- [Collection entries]
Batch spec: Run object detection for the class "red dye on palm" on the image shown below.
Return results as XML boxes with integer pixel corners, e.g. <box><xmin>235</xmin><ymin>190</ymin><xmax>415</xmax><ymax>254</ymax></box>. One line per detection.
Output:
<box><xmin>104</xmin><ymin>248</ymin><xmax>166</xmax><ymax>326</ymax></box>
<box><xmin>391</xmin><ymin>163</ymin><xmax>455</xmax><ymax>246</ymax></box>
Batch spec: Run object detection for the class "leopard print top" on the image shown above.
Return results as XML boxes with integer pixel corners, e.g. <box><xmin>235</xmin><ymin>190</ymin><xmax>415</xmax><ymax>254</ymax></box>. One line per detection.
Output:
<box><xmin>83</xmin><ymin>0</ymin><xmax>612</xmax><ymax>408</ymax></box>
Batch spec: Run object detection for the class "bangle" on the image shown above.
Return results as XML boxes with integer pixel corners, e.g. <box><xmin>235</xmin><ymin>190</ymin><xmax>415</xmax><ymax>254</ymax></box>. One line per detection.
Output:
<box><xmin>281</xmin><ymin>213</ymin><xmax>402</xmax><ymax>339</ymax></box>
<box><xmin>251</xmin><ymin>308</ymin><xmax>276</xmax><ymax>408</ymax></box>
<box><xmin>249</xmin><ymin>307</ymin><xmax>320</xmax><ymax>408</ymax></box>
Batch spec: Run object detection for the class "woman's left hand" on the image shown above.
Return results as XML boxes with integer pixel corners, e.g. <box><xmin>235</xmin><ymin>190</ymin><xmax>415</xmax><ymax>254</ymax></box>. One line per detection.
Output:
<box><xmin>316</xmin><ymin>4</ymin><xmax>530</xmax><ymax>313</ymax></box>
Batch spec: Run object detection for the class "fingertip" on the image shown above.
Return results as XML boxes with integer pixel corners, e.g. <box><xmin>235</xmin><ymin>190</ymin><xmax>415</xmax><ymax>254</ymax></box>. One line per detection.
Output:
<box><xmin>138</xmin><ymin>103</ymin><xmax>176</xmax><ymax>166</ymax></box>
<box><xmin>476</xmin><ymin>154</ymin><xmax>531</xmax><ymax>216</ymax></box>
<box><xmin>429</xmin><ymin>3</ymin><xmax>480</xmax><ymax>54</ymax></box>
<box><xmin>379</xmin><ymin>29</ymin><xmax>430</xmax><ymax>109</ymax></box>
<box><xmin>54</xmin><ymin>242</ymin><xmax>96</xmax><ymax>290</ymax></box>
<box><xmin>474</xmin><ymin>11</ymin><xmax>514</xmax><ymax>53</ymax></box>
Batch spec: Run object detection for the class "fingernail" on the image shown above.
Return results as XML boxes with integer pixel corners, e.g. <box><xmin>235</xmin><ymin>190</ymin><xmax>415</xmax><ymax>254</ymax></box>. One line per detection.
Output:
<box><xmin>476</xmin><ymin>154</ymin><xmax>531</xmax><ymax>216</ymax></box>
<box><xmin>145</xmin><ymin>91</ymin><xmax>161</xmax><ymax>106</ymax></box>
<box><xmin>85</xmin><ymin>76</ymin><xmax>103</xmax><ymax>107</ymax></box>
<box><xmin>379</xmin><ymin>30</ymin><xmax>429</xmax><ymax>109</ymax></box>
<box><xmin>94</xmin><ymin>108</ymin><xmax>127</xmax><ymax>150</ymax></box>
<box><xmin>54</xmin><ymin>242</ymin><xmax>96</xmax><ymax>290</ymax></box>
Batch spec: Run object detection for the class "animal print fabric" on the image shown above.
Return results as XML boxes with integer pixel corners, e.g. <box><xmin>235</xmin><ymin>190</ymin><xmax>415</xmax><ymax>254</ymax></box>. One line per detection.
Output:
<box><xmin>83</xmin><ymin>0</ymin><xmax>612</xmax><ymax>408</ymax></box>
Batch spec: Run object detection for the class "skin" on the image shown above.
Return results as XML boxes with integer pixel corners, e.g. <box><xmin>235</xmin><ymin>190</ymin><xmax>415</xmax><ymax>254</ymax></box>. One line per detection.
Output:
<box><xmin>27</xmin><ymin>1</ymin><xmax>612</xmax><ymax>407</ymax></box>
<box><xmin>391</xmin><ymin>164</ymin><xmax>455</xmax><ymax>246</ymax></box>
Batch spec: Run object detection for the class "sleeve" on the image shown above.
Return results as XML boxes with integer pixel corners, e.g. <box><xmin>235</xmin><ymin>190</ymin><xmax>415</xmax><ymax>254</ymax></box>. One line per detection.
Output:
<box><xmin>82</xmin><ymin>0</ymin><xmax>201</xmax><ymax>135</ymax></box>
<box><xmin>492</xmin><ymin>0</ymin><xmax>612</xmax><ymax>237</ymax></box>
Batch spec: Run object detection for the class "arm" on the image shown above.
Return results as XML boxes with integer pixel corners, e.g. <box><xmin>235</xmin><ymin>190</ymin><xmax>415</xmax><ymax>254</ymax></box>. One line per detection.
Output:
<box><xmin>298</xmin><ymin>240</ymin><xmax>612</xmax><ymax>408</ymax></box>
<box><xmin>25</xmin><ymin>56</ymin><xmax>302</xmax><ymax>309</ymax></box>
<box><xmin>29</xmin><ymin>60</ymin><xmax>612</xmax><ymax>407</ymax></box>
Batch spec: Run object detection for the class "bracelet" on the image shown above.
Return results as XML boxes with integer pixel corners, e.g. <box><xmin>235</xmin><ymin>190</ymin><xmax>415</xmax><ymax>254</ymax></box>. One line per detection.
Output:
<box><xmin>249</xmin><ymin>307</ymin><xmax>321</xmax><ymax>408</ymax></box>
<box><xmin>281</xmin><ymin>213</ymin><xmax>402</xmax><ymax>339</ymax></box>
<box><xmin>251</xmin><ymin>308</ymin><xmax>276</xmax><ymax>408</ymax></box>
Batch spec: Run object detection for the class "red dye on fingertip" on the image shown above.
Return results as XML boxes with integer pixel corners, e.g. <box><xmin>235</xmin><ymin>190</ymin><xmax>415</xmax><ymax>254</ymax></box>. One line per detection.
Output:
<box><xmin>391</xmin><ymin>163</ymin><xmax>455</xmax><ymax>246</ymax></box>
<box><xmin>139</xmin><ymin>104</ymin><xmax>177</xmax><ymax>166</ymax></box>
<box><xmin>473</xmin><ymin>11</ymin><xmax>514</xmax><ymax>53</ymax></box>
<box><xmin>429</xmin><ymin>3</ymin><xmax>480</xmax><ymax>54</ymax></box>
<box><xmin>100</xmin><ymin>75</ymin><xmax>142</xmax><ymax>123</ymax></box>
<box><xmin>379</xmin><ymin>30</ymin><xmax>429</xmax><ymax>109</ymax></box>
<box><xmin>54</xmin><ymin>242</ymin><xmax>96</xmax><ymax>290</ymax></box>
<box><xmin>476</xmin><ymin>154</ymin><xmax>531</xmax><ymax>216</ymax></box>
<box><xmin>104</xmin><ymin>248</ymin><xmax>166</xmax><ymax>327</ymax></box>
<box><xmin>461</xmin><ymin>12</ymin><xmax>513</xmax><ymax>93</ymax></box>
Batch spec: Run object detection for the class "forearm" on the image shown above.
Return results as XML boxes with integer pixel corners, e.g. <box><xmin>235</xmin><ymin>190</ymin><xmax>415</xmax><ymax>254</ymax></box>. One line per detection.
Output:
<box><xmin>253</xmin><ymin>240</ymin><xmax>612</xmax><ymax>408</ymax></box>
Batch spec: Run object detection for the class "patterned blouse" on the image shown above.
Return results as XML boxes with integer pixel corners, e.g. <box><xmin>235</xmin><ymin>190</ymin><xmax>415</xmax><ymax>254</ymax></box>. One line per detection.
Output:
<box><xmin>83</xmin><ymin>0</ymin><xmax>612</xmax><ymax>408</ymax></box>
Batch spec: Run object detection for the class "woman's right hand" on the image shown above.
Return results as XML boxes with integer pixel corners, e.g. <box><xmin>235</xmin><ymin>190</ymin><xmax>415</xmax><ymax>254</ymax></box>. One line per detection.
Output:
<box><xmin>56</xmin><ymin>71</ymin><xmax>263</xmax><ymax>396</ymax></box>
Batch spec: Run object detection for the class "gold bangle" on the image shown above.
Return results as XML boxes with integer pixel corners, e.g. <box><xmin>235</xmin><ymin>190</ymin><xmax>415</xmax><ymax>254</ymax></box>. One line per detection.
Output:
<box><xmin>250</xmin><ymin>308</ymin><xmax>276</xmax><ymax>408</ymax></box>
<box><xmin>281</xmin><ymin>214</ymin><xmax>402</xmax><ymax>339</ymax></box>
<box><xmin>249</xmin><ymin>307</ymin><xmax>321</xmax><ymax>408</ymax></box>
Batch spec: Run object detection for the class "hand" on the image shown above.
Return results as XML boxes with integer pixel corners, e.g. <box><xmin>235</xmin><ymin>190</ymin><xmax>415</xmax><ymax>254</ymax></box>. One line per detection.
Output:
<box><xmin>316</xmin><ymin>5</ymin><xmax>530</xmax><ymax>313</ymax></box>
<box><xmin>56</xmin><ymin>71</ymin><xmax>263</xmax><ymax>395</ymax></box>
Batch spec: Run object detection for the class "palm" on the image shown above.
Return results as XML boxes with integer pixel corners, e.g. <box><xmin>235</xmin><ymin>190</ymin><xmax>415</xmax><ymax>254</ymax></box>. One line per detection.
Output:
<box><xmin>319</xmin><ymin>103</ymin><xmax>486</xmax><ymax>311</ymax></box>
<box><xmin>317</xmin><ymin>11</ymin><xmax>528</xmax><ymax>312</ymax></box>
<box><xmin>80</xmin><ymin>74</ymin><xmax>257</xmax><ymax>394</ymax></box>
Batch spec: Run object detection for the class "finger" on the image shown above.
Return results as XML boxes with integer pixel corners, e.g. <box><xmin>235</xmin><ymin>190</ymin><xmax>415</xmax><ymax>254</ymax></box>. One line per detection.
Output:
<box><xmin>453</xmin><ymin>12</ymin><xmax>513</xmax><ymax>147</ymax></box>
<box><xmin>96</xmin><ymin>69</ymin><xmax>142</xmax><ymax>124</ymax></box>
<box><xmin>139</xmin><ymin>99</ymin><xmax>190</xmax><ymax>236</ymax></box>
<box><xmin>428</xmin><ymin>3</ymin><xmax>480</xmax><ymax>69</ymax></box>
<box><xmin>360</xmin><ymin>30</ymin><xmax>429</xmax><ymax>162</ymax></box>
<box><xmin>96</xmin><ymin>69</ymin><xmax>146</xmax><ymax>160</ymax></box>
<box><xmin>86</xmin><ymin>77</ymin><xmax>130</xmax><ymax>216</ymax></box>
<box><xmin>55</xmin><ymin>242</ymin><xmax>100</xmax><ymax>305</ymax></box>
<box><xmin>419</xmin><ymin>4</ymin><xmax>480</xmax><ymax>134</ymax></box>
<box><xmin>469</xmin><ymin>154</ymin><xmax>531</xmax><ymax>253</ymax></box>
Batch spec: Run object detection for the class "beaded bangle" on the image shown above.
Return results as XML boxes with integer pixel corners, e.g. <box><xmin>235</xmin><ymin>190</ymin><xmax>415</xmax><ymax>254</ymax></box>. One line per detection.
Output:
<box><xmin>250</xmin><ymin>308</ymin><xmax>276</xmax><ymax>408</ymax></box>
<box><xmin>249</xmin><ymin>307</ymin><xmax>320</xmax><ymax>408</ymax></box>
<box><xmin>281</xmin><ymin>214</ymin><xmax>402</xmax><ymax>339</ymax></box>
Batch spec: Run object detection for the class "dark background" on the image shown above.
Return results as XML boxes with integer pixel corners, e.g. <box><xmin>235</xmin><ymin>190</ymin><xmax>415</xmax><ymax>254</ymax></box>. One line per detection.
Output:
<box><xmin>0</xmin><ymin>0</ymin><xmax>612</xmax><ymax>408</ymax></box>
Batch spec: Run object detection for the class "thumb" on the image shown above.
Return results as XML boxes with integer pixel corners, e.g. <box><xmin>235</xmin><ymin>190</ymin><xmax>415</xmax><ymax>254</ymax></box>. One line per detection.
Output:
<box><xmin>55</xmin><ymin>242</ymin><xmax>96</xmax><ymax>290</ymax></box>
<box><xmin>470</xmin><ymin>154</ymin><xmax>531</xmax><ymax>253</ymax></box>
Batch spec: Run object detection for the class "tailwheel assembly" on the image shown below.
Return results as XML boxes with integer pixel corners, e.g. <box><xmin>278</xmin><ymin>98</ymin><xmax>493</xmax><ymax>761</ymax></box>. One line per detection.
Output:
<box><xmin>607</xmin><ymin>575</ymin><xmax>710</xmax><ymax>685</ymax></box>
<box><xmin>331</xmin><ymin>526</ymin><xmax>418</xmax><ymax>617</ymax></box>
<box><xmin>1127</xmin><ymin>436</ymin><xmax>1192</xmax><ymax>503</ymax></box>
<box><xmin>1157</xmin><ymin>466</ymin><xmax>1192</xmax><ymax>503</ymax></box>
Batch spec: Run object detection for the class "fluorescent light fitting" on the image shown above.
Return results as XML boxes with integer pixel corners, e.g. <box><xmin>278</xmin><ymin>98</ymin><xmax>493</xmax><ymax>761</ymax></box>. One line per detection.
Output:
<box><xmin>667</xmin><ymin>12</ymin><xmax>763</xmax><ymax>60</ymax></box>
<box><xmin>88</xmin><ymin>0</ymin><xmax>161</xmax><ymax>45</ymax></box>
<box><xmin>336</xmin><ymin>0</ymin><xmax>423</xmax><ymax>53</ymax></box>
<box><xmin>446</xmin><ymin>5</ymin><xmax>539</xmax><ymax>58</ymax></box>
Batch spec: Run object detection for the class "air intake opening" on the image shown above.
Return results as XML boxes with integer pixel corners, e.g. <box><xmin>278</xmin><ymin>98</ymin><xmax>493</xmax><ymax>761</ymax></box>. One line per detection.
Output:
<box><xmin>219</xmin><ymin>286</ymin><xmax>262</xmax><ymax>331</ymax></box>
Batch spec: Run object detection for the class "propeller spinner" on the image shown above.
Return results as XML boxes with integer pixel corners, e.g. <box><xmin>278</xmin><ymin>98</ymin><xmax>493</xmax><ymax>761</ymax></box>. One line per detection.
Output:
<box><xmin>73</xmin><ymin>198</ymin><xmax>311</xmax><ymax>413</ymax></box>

- [Directions] How many lines of the records contain the string "below"? Case counts; reply with the number only.

- [Task output] 2